What is needed:
Show every line of the items below that contains the string "race".

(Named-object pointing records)
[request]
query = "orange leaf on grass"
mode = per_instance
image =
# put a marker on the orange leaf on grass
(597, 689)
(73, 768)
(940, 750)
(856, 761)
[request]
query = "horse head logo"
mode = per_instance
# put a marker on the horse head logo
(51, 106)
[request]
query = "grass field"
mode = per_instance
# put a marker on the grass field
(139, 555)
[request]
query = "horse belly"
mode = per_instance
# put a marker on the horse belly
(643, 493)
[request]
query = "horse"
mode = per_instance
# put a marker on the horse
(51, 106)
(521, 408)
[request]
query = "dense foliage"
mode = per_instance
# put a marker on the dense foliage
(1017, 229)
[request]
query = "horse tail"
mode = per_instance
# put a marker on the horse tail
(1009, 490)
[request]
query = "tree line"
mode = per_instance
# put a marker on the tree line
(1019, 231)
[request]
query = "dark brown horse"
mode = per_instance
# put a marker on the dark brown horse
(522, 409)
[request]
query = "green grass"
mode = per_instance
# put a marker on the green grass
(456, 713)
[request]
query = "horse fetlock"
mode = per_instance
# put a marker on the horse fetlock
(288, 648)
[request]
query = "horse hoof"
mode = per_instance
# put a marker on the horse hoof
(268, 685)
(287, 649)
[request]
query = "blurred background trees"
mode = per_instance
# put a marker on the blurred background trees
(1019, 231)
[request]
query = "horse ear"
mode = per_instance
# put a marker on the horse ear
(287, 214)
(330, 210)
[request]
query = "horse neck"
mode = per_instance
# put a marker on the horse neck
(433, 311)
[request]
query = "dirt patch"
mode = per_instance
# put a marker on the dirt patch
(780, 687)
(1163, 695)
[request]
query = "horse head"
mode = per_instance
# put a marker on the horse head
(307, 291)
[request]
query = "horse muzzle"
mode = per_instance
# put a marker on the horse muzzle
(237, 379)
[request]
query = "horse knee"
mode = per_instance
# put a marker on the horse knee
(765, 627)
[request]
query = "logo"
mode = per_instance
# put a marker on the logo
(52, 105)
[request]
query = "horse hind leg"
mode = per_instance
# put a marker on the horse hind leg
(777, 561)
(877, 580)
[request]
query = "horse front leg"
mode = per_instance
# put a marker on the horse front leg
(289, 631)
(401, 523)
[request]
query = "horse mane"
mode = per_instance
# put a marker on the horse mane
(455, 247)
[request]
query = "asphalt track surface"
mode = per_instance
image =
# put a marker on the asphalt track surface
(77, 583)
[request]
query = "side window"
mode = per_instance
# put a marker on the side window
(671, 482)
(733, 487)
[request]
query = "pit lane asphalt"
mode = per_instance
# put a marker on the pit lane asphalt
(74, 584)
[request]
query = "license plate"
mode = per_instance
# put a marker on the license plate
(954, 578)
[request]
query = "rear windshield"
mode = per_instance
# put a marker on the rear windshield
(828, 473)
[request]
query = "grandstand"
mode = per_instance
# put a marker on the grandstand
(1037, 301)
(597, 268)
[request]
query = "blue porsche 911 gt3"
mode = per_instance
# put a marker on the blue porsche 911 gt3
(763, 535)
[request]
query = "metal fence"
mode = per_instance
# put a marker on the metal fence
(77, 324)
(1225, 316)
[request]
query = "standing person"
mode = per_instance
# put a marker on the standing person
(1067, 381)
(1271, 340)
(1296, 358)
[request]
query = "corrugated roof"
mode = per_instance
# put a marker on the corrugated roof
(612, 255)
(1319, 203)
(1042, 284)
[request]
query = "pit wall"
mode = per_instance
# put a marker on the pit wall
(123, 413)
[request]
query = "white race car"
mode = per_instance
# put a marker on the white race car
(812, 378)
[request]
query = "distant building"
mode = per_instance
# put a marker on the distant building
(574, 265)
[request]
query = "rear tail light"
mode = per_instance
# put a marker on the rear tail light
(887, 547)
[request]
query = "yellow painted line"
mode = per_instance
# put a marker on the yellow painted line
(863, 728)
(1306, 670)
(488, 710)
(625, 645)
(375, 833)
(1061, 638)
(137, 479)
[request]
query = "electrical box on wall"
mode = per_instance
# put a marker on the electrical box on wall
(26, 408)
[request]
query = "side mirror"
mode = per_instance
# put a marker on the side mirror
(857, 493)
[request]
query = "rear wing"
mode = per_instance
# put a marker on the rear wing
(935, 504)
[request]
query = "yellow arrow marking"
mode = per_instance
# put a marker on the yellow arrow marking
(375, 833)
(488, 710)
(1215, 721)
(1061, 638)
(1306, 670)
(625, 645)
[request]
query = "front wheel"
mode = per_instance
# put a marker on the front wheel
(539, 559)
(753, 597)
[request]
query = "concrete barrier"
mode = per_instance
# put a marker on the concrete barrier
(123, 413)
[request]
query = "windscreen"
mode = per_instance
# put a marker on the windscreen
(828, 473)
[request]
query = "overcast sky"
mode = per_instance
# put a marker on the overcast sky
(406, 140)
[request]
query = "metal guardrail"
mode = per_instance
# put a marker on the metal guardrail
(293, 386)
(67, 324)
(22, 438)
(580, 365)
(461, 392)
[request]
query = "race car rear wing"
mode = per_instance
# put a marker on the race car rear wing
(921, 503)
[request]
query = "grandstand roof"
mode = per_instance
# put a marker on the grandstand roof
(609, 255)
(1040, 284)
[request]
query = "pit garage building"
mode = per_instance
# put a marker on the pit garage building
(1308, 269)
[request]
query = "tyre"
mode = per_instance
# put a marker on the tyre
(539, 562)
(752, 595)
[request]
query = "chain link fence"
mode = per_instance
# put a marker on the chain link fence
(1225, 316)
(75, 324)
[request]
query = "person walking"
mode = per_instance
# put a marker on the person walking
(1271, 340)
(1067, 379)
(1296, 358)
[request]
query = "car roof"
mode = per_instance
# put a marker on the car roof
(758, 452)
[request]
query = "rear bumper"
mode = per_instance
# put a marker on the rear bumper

Finished exercise:
query = "white race car"
# put a marker on the white race car
query = "race car rear wing"
# put a marker on the race car rear wing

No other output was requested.